Dataset rows on where objects appear:
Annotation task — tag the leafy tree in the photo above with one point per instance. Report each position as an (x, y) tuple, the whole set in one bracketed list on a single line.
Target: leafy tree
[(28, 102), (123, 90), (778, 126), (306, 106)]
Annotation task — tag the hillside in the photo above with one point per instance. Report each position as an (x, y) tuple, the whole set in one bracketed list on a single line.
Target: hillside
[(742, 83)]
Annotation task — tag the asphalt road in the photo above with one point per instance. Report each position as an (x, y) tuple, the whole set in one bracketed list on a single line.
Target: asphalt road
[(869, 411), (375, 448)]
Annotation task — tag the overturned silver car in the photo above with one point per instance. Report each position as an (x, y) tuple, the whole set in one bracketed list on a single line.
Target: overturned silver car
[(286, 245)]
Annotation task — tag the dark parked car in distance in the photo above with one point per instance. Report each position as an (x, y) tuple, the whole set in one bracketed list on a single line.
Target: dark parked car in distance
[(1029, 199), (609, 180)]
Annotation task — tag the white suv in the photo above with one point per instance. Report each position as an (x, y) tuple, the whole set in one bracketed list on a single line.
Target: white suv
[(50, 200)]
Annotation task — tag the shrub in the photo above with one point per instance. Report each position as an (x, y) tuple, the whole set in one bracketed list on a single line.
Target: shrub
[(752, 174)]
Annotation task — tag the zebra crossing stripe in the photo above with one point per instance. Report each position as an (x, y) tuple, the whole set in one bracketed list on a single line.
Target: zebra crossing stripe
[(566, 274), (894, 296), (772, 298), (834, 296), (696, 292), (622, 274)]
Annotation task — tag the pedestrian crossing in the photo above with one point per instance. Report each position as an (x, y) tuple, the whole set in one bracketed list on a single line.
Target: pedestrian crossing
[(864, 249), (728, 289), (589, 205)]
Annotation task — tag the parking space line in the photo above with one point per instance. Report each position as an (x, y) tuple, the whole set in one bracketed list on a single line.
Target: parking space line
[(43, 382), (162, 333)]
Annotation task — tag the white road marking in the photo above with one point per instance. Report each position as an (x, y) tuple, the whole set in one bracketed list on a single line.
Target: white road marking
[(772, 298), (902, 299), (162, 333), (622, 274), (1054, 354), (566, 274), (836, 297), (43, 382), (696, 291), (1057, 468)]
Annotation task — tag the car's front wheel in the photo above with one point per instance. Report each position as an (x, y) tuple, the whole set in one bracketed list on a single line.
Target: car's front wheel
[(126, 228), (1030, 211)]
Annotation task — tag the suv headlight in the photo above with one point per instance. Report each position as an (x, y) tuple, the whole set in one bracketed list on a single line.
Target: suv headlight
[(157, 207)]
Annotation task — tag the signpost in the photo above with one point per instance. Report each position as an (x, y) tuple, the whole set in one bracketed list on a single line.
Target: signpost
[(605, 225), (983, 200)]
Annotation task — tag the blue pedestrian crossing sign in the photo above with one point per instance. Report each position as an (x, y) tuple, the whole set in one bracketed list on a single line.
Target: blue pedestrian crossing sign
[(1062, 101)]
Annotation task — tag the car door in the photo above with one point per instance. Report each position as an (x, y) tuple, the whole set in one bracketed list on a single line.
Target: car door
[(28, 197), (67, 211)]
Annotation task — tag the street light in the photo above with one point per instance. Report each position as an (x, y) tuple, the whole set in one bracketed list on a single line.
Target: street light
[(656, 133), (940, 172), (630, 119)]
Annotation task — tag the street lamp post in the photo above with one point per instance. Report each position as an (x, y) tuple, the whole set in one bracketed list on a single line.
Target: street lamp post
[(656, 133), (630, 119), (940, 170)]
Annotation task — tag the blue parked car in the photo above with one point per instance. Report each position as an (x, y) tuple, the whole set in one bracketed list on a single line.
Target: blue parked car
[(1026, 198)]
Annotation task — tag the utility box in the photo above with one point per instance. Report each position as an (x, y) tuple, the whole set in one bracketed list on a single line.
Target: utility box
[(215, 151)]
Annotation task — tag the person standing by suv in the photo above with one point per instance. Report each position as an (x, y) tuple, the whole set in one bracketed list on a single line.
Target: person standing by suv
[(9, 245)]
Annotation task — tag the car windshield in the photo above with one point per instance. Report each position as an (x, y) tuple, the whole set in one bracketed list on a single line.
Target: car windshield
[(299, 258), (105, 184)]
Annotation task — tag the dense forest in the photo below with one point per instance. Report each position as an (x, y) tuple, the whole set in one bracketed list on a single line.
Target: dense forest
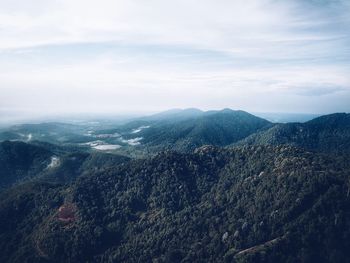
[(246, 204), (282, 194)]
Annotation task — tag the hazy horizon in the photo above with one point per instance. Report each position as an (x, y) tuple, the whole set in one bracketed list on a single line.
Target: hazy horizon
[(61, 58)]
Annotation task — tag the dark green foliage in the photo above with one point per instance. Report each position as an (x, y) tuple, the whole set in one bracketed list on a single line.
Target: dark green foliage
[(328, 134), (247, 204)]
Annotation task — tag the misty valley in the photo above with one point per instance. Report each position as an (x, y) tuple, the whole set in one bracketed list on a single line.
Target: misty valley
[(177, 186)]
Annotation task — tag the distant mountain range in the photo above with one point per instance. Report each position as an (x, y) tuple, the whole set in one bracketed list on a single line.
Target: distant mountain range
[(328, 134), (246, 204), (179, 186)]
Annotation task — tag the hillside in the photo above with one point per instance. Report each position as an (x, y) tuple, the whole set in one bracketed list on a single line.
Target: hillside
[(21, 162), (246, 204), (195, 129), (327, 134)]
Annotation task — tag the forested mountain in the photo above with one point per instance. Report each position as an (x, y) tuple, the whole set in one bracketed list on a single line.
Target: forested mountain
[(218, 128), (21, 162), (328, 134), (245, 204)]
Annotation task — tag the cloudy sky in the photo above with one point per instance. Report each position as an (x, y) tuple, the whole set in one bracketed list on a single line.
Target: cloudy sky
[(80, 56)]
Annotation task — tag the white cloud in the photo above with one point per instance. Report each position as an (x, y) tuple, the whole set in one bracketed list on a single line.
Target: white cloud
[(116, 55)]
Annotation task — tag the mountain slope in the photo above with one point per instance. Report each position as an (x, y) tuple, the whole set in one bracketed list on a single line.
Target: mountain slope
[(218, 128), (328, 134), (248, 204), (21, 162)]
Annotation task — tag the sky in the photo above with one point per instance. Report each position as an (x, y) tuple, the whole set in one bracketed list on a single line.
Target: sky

• _WHAT IS NEEDED_
All preceding records should be duplicated verbatim, images excepted.

• _EXERCISE RESPONSE_
Annotation task — tag the leafy tree in the photo above with one point per instance. Report each position as an (x, y) tuple, the whole set in one bracketed list on a single line.
Target: leafy tree
[(28, 102), (123, 90), (778, 126), (306, 106)]
Annotation task — tag the hillside in the photo above with one point per instance. Report each position as an (x, y) tuple, the whole set in one bracketed list on a single line.
Target: hillside
[(742, 83)]
Annotation task — tag the asphalt road in the photo above with one point per instance. Report each position as an (x, y) tuple, the whole set in one bracketed list on a single line.
Target: asphalt road
[(869, 411), (375, 448)]
Annotation task — tag the overturned silver car in the photo above with one point per instance. Report each position as an (x, y) tuple, the whole set in one bracketed list on a single line.
Target: overturned silver car
[(286, 245)]
Annotation task — tag the dark parked car in distance in the photo above with one point per instance. Report each position as an (x, y) tuple, the whole set in one bracketed list on a single line.
Target: dark parked car in distance
[(1029, 199), (609, 180)]
Annotation task — tag the white suv in the photo above with one point per instance. Report each position as an (x, y) tuple, the whole set in one bracketed list on a single line.
Target: white suv
[(50, 200)]
Annotation task — tag the shrub in the photo above with one point per instance. Report each position as an (x, y) tuple, the whole set in one bracketed list on a single line.
Target: shrub
[(752, 174)]
Annotation task — tag the zebra crossing stripe in the photo above with one point per instance. Report each position as an (x, y) tuple, the whole set in one bracketed list on a single line.
Target: zebra crossing stripe
[(566, 274), (894, 296), (772, 298), (834, 296), (696, 292), (622, 274)]
Annotation task — tag the pedestrian crossing in the photo above with one point per instance. Report each position as an (x, y) tuple, the whole set in one bracketed list on a single line.
Target: pedestrian crossing
[(864, 249), (728, 289), (589, 205)]
Annotation task — tag the parking space line in the photo above with one point per instance. Report each position as an (x, y) tuple, the whole set in one bracketed list on a single line.
Target: parking space line
[(43, 382), (162, 333)]
Annotation task — tag the white road marking in the photo above with one point per instance. Report each position as an (x, y) tuple, the whole set in one bracketed list on a single line.
Target: white road marking
[(772, 298), (902, 299), (162, 333), (622, 274), (1054, 354), (566, 274), (836, 297), (43, 382), (696, 291), (1057, 468)]
Annotation task — tag the car's front wheel in the photo above with one point per instance. Report each position as an (x, y) tuple, the whole set in one bracketed list on a single line.
Target: car's front wheel
[(126, 228), (1030, 211)]
Annotation task — tag the suv headlight in the photo above with one point per instance. Report each position as an (x, y) tuple, the whole set in one bracketed list on a single line.
Target: suv headlight
[(157, 207)]
Annotation task — tag the signpost in the photo above with one point per instance. Report each position as an (x, y) tuple, the whole set in one bracketed list on a single line.
Target: signpost
[(605, 225), (983, 200)]
Annotation task — tag the blue pedestrian crossing sign in the photo above with one point per instance. Report each position as an (x, y) tuple, the whole set in one bracketed list on a single line.
Target: blue pedestrian crossing sign
[(1062, 101)]
Annotation task — tag the car door in the photo above with one point per instance. Report each position as an (x, y) tuple, the whole set in one bracketed list on a single line.
Target: car door
[(28, 197), (67, 211)]
Annotation task — tag the street light in the photo above with one point per instance. Report each position as an (x, y) tuple, the whole set in one bracketed list on a single line.
Target: street light
[(656, 133), (940, 172), (630, 119)]
Annotation task — tag the street lamp post in the photo above with one point per instance. Report each position as an (x, y) tuple, the whole set in one bracketed list on a single line.
Target: street lamp post
[(656, 133), (630, 119), (940, 170)]
Annotation task — tag the blue parked car in the photo above with one point per instance. Report each position as an (x, y) tuple, the whole set in one bracketed list on a single line.
Target: blue parked car
[(1026, 198)]
Annotation task — tag the utility box in the photo above with one point per instance. Report each position as an (x, y) tuple, the whole set in one bracketed list on a single line.
Target: utility box
[(215, 151)]
Annotation task — tag the person standing by suv in the photo above with one point per instance. Report each position as an (x, y) tuple, the whole set in one bracketed list on a single line.
Target: person standing by suv
[(9, 245)]
Annotation task — tag the car windshield in the photo above with one point per instance. Report each position as an (x, y) tuple, the whole set in one bracketed list on a single line.
Target: car windshield
[(299, 258), (105, 184)]
Annotation task — tag the dense forest in the photo below with one point per instance. Report each position as an (x, y) tuple, the whole set in one bracketed list on a single line.
Target: dense forest
[(246, 204), (282, 194)]
Annotation task — tag the hazy horizon in the photo above with one point per instance. Report each position as an (x, y) tuple, the whole set in one bracketed list on a single line.
Target: hazy horizon
[(61, 58)]
Annotation task — tag the dark green foliage in the photo above with one point per instance. Report each position as an (x, y) tuple, the whole set in one bracketed list on a single line.
Target: dark green foliage
[(328, 134), (247, 204)]
Annotation task — tag the misty valley in the photo above with one point per instance. Report each position as an (x, y) tuple, the whole set in one bracketed list on a single line.
Target: misty valley
[(177, 186)]
Annotation task — tag the distant mountain range in the photo above with one point per instance. Report each position as an (x, y) tuple, the whole set in one bracketed list on a single line.
Target: distant mountain range
[(328, 134), (246, 204), (179, 186)]
Annotation task — tag the hillside in the photo above with one point per instance. Report each position as an (x, y) tuple, the whole set in one bracketed list on a single line.
Target: hillside
[(21, 162), (246, 204), (195, 129), (327, 134)]
Annotation task — tag the forested mountain in the photo above with one point per instance. Report each position as an (x, y) tuple, the whole set in one bracketed list on a single line.
Target: forested mountain
[(218, 128), (21, 162), (328, 134), (245, 204)]
Annotation task — tag the cloudy sky in the photo above with one point per instance. Report each position as an (x, y) tuple, the whole set in one bracketed list on a single line.
Target: cloudy sky
[(80, 56)]
Annotation task — tag the white cloud in the photo above with one point per instance. Report each position as an (x, y) tuple, the whole set in one bracketed list on a single line.
Target: white cloud
[(116, 55)]
Annotation task — tag the mountain slope in the photo above with one point per instance. Report each position as an (x, y) tuple, the whole set in one bracketed list on a single line.
Target: mountain slope
[(218, 128), (328, 134), (248, 204), (21, 162)]
Annotation task — tag the sky in the photo above with one point per instance. Report each position as an (x, y) tuple, the whole set in one bracketed list on a single line.
Target: sky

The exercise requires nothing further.